— begin INPUT MATERIAL —

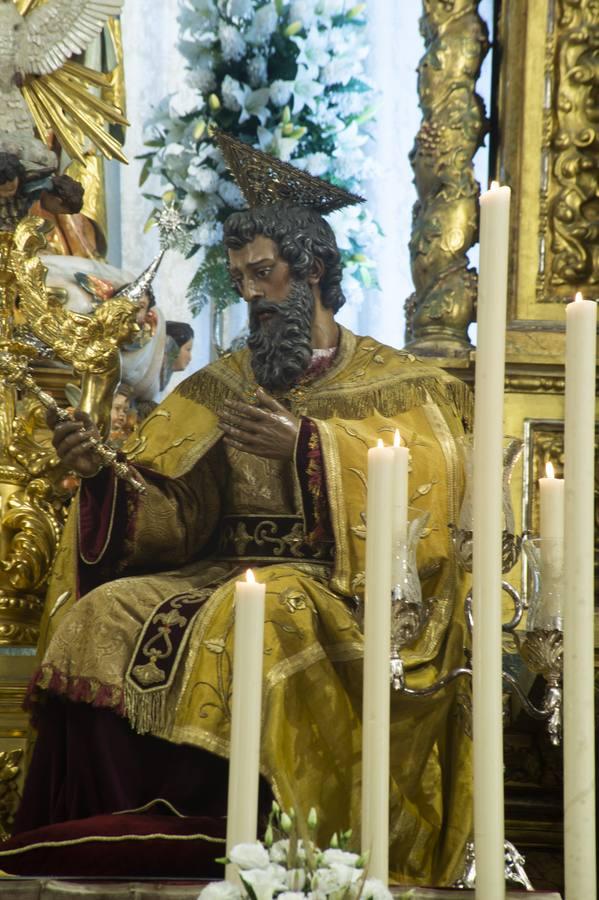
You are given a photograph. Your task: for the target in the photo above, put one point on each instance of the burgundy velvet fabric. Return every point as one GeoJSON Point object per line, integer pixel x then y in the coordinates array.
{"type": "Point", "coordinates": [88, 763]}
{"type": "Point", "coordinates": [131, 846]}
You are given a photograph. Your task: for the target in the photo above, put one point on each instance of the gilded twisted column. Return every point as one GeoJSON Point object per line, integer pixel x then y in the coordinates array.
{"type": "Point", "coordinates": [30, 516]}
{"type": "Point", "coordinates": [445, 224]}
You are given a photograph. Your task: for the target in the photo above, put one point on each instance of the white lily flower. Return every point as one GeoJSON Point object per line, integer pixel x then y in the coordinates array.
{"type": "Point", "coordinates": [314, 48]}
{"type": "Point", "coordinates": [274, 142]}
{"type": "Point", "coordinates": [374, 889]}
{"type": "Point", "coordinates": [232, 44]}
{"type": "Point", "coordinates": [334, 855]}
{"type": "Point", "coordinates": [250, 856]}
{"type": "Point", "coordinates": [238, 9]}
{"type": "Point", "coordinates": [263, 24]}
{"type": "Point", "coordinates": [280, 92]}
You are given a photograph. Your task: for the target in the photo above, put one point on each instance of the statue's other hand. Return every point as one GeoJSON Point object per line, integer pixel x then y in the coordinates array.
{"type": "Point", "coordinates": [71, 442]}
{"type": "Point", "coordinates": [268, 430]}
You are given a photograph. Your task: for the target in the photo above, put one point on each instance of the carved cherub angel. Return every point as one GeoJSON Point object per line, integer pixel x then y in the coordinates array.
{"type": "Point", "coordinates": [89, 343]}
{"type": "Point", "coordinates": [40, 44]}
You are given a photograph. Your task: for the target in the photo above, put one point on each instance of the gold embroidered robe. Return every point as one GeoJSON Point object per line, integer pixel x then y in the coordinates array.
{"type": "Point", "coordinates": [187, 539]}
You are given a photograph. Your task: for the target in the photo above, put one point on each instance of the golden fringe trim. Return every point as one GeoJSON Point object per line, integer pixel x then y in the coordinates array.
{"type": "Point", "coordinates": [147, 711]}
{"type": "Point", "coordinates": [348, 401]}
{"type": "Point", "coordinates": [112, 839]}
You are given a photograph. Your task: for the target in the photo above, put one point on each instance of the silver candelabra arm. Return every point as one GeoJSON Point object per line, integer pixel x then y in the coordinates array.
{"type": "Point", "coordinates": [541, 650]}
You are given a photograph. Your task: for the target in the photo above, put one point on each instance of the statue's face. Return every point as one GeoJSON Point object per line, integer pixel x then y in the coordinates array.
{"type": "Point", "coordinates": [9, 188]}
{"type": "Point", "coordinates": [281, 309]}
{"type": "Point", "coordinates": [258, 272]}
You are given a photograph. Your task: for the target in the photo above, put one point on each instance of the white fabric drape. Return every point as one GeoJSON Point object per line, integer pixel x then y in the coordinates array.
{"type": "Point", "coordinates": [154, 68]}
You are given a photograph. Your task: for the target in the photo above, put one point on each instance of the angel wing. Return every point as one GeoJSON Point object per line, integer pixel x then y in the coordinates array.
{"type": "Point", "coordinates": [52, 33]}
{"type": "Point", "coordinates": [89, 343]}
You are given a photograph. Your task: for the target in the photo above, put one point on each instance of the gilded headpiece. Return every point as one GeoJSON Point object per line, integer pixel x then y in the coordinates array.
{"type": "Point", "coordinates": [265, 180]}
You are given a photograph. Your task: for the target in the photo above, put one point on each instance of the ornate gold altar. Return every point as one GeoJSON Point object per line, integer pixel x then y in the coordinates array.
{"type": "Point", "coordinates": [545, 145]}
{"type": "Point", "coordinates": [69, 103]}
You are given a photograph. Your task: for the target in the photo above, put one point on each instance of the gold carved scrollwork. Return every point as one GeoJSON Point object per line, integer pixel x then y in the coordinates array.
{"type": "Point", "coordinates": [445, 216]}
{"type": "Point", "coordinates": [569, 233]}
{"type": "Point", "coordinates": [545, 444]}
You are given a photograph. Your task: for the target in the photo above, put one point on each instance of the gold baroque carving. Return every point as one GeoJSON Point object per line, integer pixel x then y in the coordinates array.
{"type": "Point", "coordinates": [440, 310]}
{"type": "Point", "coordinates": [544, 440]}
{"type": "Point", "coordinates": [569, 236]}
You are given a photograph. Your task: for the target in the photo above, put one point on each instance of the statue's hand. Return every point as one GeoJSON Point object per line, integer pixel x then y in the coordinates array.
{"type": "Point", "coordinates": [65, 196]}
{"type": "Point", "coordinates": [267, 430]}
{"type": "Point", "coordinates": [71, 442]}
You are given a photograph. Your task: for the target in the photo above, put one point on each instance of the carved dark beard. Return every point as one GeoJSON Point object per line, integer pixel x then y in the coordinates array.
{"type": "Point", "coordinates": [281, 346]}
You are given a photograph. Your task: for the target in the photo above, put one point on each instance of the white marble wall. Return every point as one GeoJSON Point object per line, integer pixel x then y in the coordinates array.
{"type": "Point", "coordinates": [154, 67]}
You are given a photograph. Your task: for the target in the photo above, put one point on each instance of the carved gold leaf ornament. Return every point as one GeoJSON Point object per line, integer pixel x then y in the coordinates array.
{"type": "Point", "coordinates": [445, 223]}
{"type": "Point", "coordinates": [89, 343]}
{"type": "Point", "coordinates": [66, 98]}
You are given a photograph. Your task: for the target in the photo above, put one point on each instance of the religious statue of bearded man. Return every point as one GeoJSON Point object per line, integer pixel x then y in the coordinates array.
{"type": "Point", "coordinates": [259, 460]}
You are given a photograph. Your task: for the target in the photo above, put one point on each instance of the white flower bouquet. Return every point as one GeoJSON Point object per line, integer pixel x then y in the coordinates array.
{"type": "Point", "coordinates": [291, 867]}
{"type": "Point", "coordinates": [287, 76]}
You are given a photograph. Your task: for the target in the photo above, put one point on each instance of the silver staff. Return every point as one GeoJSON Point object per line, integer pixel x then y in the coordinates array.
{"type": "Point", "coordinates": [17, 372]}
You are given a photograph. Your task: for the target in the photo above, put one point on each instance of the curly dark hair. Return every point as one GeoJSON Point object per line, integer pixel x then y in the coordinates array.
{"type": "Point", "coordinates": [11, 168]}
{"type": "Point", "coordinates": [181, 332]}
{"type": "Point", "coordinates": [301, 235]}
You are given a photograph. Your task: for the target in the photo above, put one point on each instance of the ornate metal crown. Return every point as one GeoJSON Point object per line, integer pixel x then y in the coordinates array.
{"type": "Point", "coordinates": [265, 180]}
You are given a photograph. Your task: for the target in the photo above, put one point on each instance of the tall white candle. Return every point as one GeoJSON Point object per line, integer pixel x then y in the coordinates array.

— end INPUT MATERIAL —

WHAT THE TASK ASKS >>
Restate the data above word for word. Do not include the images.

RESULT BELOW >>
You are given a photograph. Your task: for the target in the photo above, put one point on each instance of the burgundy velvet fabric. Return every point as one GeoJSON Point object per line, integer pixel x then y in the coordinates array.
{"type": "Point", "coordinates": [88, 763]}
{"type": "Point", "coordinates": [131, 846]}
You are given a photograph. Your task: for the target in the photo above, put one point on each instance of the gilded twisted column. Return every point as one GeoJSON Point object per line, integer pixel x then y in the coordinates array.
{"type": "Point", "coordinates": [30, 516]}
{"type": "Point", "coordinates": [445, 224]}
You are given a photograph. Your task: for the target in the photo above, put one point on each instance of the white lily flower. Return every point as one GeoJSON Point object per line, integer pixel x then y in the coordinates array.
{"type": "Point", "coordinates": [314, 48]}
{"type": "Point", "coordinates": [274, 142]}
{"type": "Point", "coordinates": [374, 889]}
{"type": "Point", "coordinates": [232, 44]}
{"type": "Point", "coordinates": [334, 855]}
{"type": "Point", "coordinates": [250, 856]}
{"type": "Point", "coordinates": [238, 9]}
{"type": "Point", "coordinates": [263, 24]}
{"type": "Point", "coordinates": [280, 92]}
You are given a photograph. Your task: for the target in the photo above, put one point on each instance of the statue's other hand. Return every point as one GeoJSON Point object per line, integer pixel x then y in the coordinates array.
{"type": "Point", "coordinates": [71, 442]}
{"type": "Point", "coordinates": [268, 430]}
You are given a photograph. Your task: for the target in the photo above, put one point on each instance of the carved cherub angel. Return every point as one GeoJSON Point object per line, integer pixel x then y in the coordinates array.
{"type": "Point", "coordinates": [89, 343]}
{"type": "Point", "coordinates": [40, 44]}
You are given a photograph. Your task: for the target in the photo above, put one point on each instance of the gold embroidered robe. Return every point as one GeoJSON Point object per line, integer pixel x then y in the coordinates array.
{"type": "Point", "coordinates": [187, 539]}
You are given a photograph. Your task: for the target in the photo above, put one point on each instance of the golden fringe trim. Return every point as one GeoJSON Point object per line, integer pixel x then y in the coordinates array.
{"type": "Point", "coordinates": [147, 711]}
{"type": "Point", "coordinates": [348, 401]}
{"type": "Point", "coordinates": [112, 839]}
You are given a photograph. Your task: for the target in the photo above, put one point on each instance of the silver candelabra arm. Return every point as one GeoJSON Point object per line, integer pixel x then y in the coordinates array.
{"type": "Point", "coordinates": [541, 650]}
You are given a photograph. Your task: for the target in the photo above, put one point on each instance of the statue's face. Return every point as one GeoJSON Point object per line, integer pixel x then y in the coordinates array.
{"type": "Point", "coordinates": [9, 188]}
{"type": "Point", "coordinates": [281, 309]}
{"type": "Point", "coordinates": [258, 272]}
You are given a photograph. Your task: for the target in the photo above, put one point on each instance of the white fabric drape. Return every point as one GeoJSON Point object per line, integer pixel x then y in the coordinates array.
{"type": "Point", "coordinates": [154, 68]}
You are given a photograph. Your task: for the target in the photo above, put one point on each instance of the angel wing. Return every point as one GeoJSON Point object per line, integer pixel x then y in the coordinates array.
{"type": "Point", "coordinates": [52, 33]}
{"type": "Point", "coordinates": [89, 343]}
You are given a photograph. Your task: for the target in the photo above, put one point on each instance of the gilded headpiece. Return every point as one GeoJSON Point object per line, integer pixel x then y in the coordinates array.
{"type": "Point", "coordinates": [265, 180]}
You are given a photograph. Your task: for the target in the photo above, put one point on each instance of the ornate gold altar. Return every point as one GeoJSON Point object per line, integer pixel x then y in the coordinates array.
{"type": "Point", "coordinates": [545, 145]}
{"type": "Point", "coordinates": [69, 103]}
You are given a photograph. Your task: for the target in the photo above, put one point on each instance of the gold carved scrollwork. Return every point as one GeoJSON Point object per line, integer pixel x then y in the coordinates array.
{"type": "Point", "coordinates": [445, 216]}
{"type": "Point", "coordinates": [569, 233]}
{"type": "Point", "coordinates": [545, 444]}
You are given a photograph. Your task: for the target in the photo above, put one point on each instance of the gold baroque carving. Return every point as one GeoJSON Point object per line, integer pixel x then y in the coordinates array.
{"type": "Point", "coordinates": [440, 310]}
{"type": "Point", "coordinates": [544, 440]}
{"type": "Point", "coordinates": [569, 236]}
You are given a photograph. Your task: for the target in the photo above, put one point on each instance of the statue's hand. Return every point as one GeoJSON Point object per line, integer pixel x then y in the coordinates array.
{"type": "Point", "coordinates": [65, 196]}
{"type": "Point", "coordinates": [267, 430]}
{"type": "Point", "coordinates": [71, 442]}
You are given a photograph. Your task: for the target in the photo above, put one point on each instance of the carved dark beard. Return every point as one GeoJSON Point object per line, integer pixel x then y in the coordinates array.
{"type": "Point", "coordinates": [281, 346]}
You are given a photograph. Your task: for the target in the photo above, put one point on each instance of the white marble wall. Return every point as one GeoJSON Point object per line, integer pixel x then y in the coordinates array.
{"type": "Point", "coordinates": [154, 67]}
You are given a photograph. Your task: for the target in the photo above, put one point on each instance of the carved gold leaf ornament. Return every point as one GeoJSON Point object per line, integer pixel x then y in the coordinates array.
{"type": "Point", "coordinates": [445, 223]}
{"type": "Point", "coordinates": [89, 343]}
{"type": "Point", "coordinates": [66, 98]}
You are given a photograph. Your task: for the target in the photo above, put one point on each instance of the religious statue of bearded man. Return every point as one GeoJSON Point object per line, integer pixel x then y in the coordinates array.
{"type": "Point", "coordinates": [259, 460]}
You are given a photograph. Your task: for the target in the photo above, put one point on each instance of the white flower bouquet. Return every point as one GeoJSON Point object per line, integer pixel x then y in the coordinates array.
{"type": "Point", "coordinates": [291, 867]}
{"type": "Point", "coordinates": [287, 76]}
You are given a photograph. Your task: for the target in the photo above, put one point on each instance of the silver staff. Return every point as one GeoJSON Point object per line, integer pixel x then y in the coordinates array.
{"type": "Point", "coordinates": [17, 372]}
You are given a photograph. Your task: for the target in the photo above, put one point on each instance of the curly dark hair. Return every point as one GeoJSON Point object per line, integer pixel x then y in the coordinates array.
{"type": "Point", "coordinates": [11, 168]}
{"type": "Point", "coordinates": [181, 332]}
{"type": "Point", "coordinates": [301, 235]}
You are given a photograph. Your task: for the target in the photo above, put one point on each instance of the ornate metal crown. Return every point as one GeoJSON Point object per line, integer pixel x then y in the coordinates array.
{"type": "Point", "coordinates": [265, 180]}
You are given a photograph. Your task: for the target in the photo above, put one point on each instance of the tall white candle. Return every point as one GeoJSON Point object per line, integer pixel x then y in the coordinates array.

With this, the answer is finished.